::: Extract provided :::

Trinity Laban Conservatoire of Music and Dance is a music and dance conservatoire based in Greenwich, London, England. It was formed in 2005 as a merger of two older institutions – Trinity College of Music and Laban Dance Centre. The conservatoire has  undergraduate and postgraduate students based at three campuses in Greenwich (Trinity), Deptford and New Cross (Laban).

Faculty of Music

History

Trinity College of Music was founded in central London in 1872 by Henry George Bonavia Hunt to improve the teaching of church music. The College began as the Church Choral Society, whose diverse activities included choral singing classes and teaching instruction in church music. Gladstone was an early supporter during these years. A year later, in 1873, the college became the College of Church Music, London. In 1876 the college was incorporated as the Trinity College London. Initially, only male students could attend and they had to be members of the Church of England.

::: Entries supplied :::

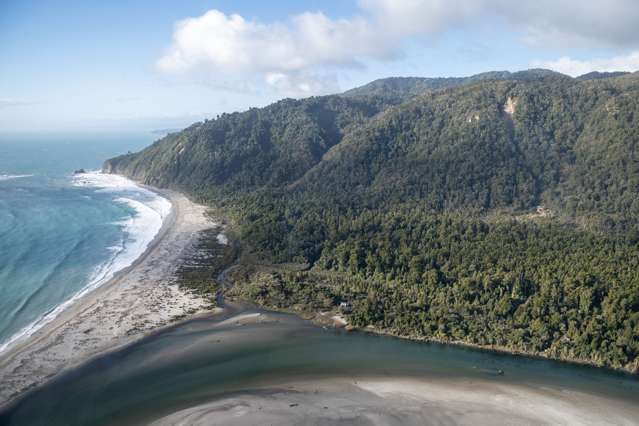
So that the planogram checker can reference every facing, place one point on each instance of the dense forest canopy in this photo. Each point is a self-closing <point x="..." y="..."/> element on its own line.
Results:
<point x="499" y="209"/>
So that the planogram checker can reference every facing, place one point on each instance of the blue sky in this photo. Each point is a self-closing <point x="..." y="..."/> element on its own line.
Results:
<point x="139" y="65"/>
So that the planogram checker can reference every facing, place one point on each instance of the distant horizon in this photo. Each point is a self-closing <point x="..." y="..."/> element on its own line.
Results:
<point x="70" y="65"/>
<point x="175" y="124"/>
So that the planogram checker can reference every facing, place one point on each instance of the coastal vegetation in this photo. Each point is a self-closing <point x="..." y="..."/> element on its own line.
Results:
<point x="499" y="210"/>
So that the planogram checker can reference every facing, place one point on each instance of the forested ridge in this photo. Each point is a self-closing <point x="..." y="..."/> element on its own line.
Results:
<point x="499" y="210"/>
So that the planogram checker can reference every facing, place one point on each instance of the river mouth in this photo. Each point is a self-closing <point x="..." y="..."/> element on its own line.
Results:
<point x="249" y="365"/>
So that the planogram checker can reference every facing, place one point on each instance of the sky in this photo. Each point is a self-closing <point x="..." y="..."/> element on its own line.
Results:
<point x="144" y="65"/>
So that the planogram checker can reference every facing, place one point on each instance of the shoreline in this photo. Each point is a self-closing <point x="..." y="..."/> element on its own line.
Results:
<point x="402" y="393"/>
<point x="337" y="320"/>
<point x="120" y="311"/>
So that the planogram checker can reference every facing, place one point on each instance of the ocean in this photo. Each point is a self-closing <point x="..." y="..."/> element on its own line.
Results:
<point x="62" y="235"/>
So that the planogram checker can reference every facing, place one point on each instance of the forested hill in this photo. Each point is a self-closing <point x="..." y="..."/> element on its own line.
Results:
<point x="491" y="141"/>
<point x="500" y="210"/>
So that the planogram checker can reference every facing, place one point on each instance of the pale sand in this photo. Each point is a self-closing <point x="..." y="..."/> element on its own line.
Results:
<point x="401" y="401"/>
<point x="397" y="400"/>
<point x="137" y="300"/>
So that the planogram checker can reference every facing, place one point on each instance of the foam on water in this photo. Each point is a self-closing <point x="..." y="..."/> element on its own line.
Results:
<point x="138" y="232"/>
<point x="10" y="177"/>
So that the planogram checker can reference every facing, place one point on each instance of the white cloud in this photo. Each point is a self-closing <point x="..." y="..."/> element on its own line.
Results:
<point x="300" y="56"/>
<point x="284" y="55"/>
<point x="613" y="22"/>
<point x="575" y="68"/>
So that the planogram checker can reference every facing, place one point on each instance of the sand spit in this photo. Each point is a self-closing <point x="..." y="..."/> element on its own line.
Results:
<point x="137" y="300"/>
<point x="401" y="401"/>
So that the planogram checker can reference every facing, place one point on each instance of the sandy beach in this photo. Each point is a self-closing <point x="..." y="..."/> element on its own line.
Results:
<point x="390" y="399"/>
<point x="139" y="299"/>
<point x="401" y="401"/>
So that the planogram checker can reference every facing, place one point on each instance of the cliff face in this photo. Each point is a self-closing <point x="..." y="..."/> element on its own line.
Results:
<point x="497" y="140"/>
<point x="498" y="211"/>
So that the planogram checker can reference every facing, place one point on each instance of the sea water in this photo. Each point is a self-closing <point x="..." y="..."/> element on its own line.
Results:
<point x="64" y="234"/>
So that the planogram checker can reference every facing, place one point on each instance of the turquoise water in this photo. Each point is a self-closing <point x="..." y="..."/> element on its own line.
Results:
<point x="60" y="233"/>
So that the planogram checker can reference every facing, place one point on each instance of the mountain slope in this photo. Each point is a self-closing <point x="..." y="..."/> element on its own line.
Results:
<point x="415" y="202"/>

:::

§ **What is required**
Copy out the Trinity Laban text word for word, from start to finish. The items are separate material and have nothing to do with the Trinity Laban text.

§ **Exercise solution**
Trinity Laban Conservatoire of Music and Dance is a music and dance conservatoire based in Greenwich, London, England. It was formed in 2005 as a merger of two older institutions – Trinity College of Music and Laban Dance Centre. The conservatoire has  undergraduate and postgraduate students based at three campuses in Greenwich (Trinity), Deptford and New Cross (Laban).

Faculty of Music

History

Trinity College of Music was founded in central London in 1872 by Henry George Bonavia Hunt to improve the teaching of church music. The College began as the Church Choral Society, whose diverse activities included choral singing classes and teaching instruction in church music. Gladstone was an early supporter during these years. A year later, in 1873, the college became the College of Church Music, London. In 1876 the college was incorporated as the Trinity College London. Initially, only male students could attend and they had to be members of the Church of England.